### [HOW TO COMPLETE THIS TASK]
From the line that holds "Point out the residential" to the end of the records, reproduce every line exactly. No pictures.

[Saved entries]
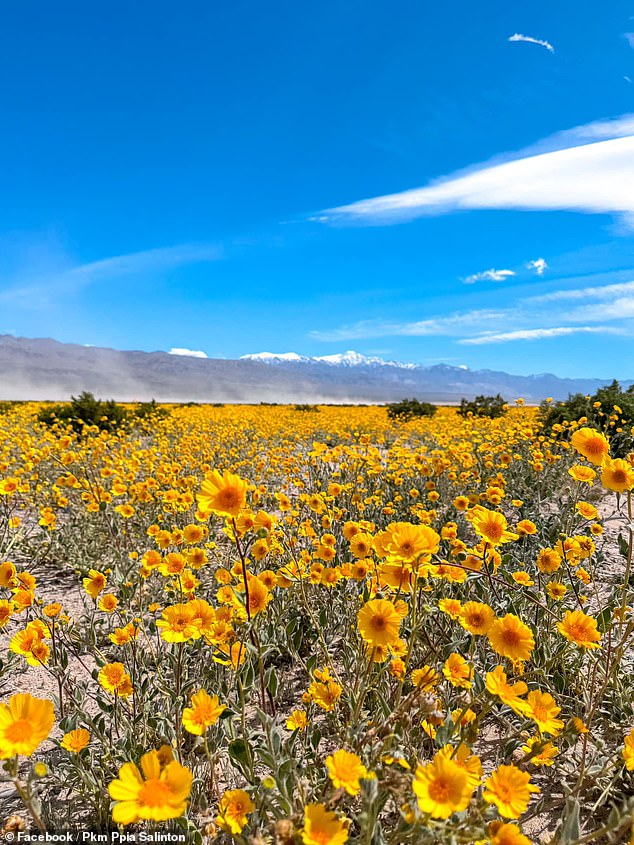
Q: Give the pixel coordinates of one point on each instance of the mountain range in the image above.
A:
(41, 368)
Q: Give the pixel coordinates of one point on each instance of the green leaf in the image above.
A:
(239, 751)
(570, 828)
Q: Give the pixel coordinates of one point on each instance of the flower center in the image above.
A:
(154, 793)
(439, 791)
(19, 731)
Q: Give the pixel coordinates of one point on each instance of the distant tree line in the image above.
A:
(86, 410)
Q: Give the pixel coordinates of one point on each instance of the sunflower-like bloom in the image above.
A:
(542, 708)
(25, 722)
(204, 712)
(297, 721)
(580, 629)
(234, 809)
(491, 526)
(346, 770)
(463, 757)
(30, 643)
(442, 787)
(510, 790)
(224, 494)
(379, 622)
(476, 617)
(407, 542)
(158, 792)
(178, 624)
(113, 678)
(95, 583)
(75, 741)
(617, 475)
(457, 671)
(322, 827)
(592, 444)
(512, 638)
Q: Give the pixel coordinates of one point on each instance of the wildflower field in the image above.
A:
(259, 624)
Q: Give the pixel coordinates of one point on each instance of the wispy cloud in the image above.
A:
(539, 265)
(537, 334)
(589, 169)
(607, 309)
(42, 288)
(489, 275)
(188, 353)
(529, 40)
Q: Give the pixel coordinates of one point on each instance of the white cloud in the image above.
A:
(584, 310)
(591, 292)
(593, 173)
(489, 275)
(40, 289)
(536, 334)
(188, 353)
(529, 40)
(539, 265)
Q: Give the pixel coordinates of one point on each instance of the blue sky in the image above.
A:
(401, 179)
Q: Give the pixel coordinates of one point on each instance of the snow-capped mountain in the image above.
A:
(343, 359)
(273, 357)
(41, 368)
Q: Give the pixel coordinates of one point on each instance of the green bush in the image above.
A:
(610, 409)
(483, 406)
(408, 409)
(150, 411)
(86, 410)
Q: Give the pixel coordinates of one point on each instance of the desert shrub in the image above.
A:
(483, 406)
(610, 409)
(84, 410)
(150, 411)
(408, 409)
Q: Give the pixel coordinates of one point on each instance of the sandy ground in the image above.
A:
(64, 586)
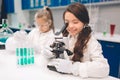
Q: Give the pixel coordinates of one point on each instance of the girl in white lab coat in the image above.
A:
(87, 59)
(43, 34)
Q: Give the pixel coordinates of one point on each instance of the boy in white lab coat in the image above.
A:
(87, 59)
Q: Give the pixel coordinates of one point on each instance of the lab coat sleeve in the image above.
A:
(96, 66)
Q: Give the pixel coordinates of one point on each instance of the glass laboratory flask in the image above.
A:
(5, 31)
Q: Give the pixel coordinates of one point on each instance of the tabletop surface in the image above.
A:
(9, 70)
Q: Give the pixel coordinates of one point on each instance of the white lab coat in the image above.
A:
(93, 63)
(39, 40)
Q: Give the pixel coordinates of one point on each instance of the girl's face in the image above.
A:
(75, 26)
(43, 25)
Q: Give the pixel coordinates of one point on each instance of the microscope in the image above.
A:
(59, 47)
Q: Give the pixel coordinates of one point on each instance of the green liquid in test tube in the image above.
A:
(21, 56)
(28, 58)
(104, 33)
(17, 54)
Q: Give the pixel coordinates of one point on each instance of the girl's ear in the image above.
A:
(50, 22)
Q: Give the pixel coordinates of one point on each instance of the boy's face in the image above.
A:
(43, 25)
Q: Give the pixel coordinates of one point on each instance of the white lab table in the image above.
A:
(9, 70)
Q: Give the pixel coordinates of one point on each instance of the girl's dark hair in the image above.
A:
(80, 12)
(47, 14)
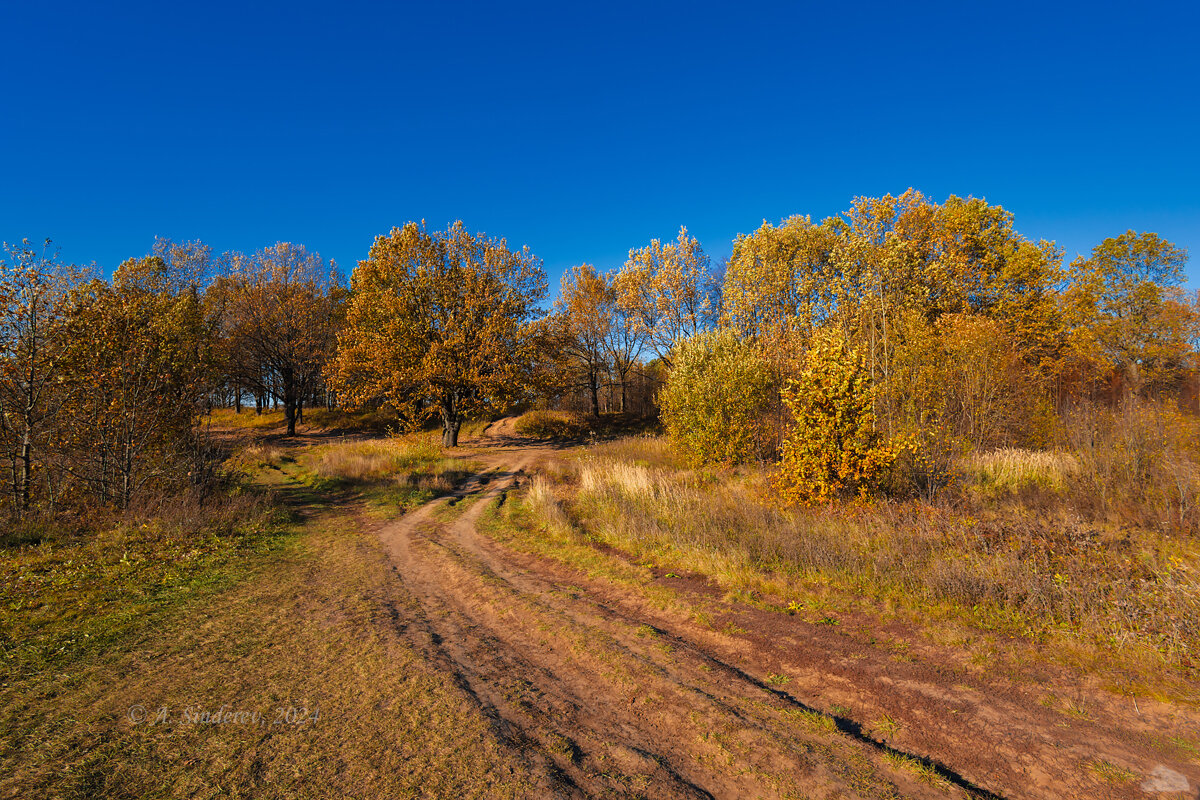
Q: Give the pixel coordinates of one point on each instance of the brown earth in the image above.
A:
(605, 692)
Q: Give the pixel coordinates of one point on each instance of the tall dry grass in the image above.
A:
(1001, 564)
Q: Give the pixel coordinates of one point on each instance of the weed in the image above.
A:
(1111, 773)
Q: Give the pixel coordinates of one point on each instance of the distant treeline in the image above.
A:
(960, 331)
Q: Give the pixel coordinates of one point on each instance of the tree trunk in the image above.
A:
(450, 422)
(593, 384)
(27, 465)
(289, 401)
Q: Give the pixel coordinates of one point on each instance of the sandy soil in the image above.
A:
(606, 693)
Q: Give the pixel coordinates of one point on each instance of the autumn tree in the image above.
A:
(714, 398)
(139, 365)
(281, 316)
(834, 447)
(33, 337)
(1126, 308)
(585, 310)
(781, 277)
(669, 292)
(439, 325)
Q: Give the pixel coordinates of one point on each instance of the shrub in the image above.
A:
(833, 449)
(714, 398)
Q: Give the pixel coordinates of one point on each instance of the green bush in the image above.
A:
(714, 398)
(834, 449)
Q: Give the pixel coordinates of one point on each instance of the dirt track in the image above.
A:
(606, 695)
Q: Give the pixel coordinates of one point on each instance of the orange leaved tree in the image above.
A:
(438, 325)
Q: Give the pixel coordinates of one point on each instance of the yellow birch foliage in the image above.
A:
(666, 290)
(715, 397)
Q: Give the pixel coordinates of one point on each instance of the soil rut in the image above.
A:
(606, 696)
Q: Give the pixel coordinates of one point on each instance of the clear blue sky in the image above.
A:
(583, 130)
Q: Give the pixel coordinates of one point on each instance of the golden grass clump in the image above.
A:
(365, 461)
(1013, 469)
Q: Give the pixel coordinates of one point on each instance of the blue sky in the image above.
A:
(585, 130)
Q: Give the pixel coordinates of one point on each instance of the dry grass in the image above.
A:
(1032, 572)
(551, 425)
(371, 461)
(1013, 469)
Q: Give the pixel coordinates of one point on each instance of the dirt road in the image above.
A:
(606, 693)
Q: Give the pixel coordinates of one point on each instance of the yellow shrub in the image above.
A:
(713, 401)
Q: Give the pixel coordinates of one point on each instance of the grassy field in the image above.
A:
(118, 644)
(1002, 560)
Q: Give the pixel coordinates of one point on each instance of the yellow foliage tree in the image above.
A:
(714, 398)
(438, 325)
(667, 292)
(834, 449)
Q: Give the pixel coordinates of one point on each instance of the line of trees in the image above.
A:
(961, 331)
(103, 383)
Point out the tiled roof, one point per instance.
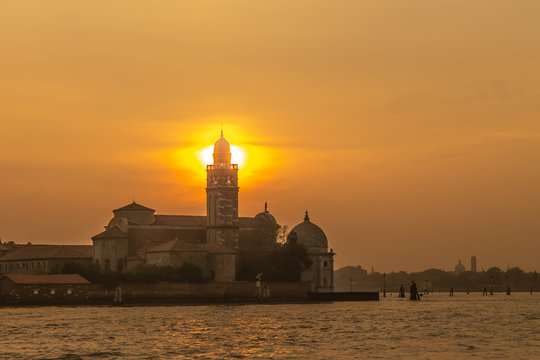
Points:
(47, 279)
(183, 246)
(32, 252)
(179, 220)
(133, 207)
(111, 232)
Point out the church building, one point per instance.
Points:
(136, 235)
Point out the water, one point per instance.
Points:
(438, 327)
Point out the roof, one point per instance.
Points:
(133, 207)
(309, 235)
(47, 279)
(184, 246)
(180, 220)
(34, 252)
(110, 232)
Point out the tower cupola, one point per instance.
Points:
(222, 151)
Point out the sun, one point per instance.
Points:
(238, 155)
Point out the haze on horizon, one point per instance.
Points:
(410, 131)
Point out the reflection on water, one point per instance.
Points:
(437, 327)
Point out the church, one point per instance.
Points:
(136, 235)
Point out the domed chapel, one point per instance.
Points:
(136, 235)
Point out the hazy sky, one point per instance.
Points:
(409, 129)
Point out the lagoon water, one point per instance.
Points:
(438, 327)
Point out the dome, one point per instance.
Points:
(309, 235)
(222, 151)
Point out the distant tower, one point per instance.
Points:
(222, 197)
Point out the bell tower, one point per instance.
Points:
(222, 197)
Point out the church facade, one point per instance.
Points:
(136, 235)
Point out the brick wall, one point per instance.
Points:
(185, 291)
(11, 293)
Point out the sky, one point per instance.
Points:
(409, 130)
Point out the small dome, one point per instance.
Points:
(267, 218)
(309, 235)
(222, 151)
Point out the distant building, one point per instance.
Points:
(313, 238)
(35, 259)
(53, 289)
(459, 268)
(215, 243)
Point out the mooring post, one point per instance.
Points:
(384, 285)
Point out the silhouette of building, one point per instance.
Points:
(313, 238)
(222, 197)
(459, 268)
(136, 235)
(36, 259)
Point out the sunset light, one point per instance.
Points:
(238, 155)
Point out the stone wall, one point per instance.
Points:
(11, 293)
(210, 291)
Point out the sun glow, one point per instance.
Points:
(255, 160)
(238, 155)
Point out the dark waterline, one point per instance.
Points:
(439, 326)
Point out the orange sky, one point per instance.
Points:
(410, 130)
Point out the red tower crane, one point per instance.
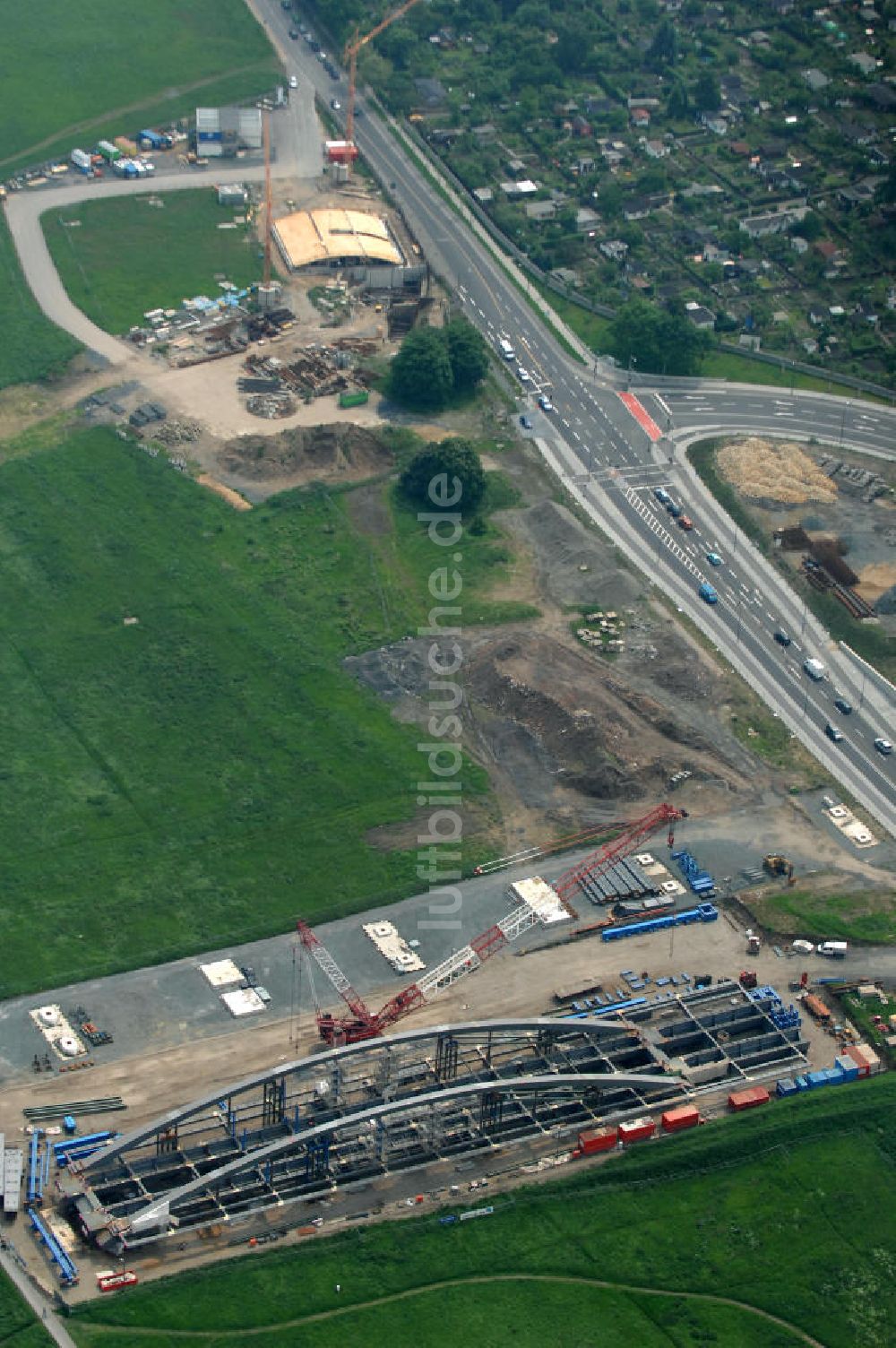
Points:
(363, 1024)
(633, 834)
(352, 56)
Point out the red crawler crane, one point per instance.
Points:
(363, 1024)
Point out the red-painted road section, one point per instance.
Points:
(642, 417)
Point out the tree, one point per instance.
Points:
(468, 355)
(706, 93)
(420, 374)
(657, 340)
(663, 48)
(446, 476)
(678, 106)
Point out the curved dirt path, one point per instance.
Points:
(467, 1283)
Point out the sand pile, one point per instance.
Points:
(776, 472)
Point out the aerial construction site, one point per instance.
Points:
(589, 1024)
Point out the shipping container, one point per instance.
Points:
(596, 1139)
(685, 1117)
(815, 1007)
(748, 1099)
(848, 1067)
(866, 1059)
(636, 1130)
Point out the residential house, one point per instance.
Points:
(857, 194)
(826, 248)
(615, 249)
(772, 222)
(701, 317)
(540, 211)
(882, 96)
(817, 80)
(430, 92)
(857, 133)
(526, 187)
(864, 62)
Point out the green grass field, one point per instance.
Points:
(787, 1214)
(92, 69)
(864, 915)
(32, 348)
(128, 255)
(208, 773)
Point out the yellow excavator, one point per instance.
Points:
(779, 866)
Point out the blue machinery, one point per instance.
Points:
(700, 880)
(67, 1267)
(702, 912)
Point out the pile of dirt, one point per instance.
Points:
(574, 565)
(307, 454)
(776, 472)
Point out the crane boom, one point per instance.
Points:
(627, 842)
(331, 968)
(352, 56)
(364, 1024)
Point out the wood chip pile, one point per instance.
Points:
(779, 472)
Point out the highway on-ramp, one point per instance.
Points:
(613, 446)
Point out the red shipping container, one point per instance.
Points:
(685, 1117)
(636, 1130)
(597, 1139)
(748, 1099)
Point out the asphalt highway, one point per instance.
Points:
(613, 465)
(610, 449)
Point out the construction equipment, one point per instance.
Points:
(363, 1024)
(631, 834)
(779, 866)
(350, 56)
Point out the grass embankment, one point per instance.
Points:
(866, 639)
(32, 348)
(80, 70)
(123, 256)
(208, 773)
(18, 1326)
(789, 1212)
(864, 915)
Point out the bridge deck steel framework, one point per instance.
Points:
(352, 1114)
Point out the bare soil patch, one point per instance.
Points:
(334, 454)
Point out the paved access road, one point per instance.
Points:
(612, 464)
(612, 454)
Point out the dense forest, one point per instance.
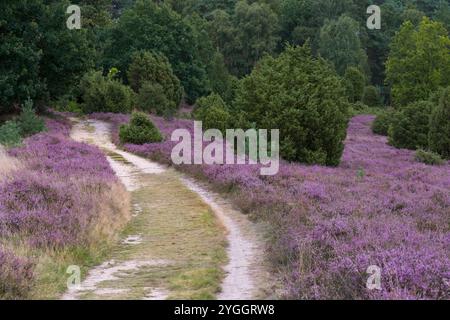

### [SOLUTION]
Point out the residential house, one point per instance.
Points:
(857, 194)
(826, 248)
(615, 249)
(772, 222)
(701, 317)
(540, 211)
(882, 96)
(817, 80)
(430, 92)
(857, 133)
(526, 187)
(864, 62)
Point out the green grass field, one point per instance.
Points:
(787, 1214)
(92, 69)
(864, 915)
(32, 348)
(128, 255)
(208, 773)
Point out the yellow excavator, one point per instance.
Points:
(779, 866)
Point out the blue machinery, one point per instance.
Points:
(700, 880)
(67, 1267)
(702, 912)
Point out the pile of dirt, one point per instance.
Points:
(574, 565)
(307, 454)
(776, 472)
Point out the crane boom, one point per instance.
Points:
(627, 842)
(331, 968)
(352, 56)
(364, 1024)
Point out the wood chip pile, one point per instance.
Points:
(779, 472)
Point out the highway on-ramp, one point per instance.
Points:
(613, 446)
Point out the red shipping container, one point per instance.
Points:
(685, 1117)
(636, 1130)
(597, 1139)
(748, 1099)
Point out the asphalt highway, one point per instance.
Points:
(613, 465)
(610, 449)
Point out the construction equipment, one point per instance.
Points:
(363, 1024)
(631, 834)
(779, 866)
(350, 56)
Point out the grass embankment, one point per instance.
Points:
(866, 639)
(32, 348)
(80, 70)
(123, 256)
(208, 773)
(18, 1326)
(789, 1212)
(864, 915)
Point out the bridge deck steel framework, one point per instance.
Points:
(352, 1114)
Point out the bare soil patch, one point per instance.
Points:
(334, 454)
Point out the paved access road, one point per instance.
Points:
(612, 464)
(612, 454)
Point out the dense forest, one point per instance.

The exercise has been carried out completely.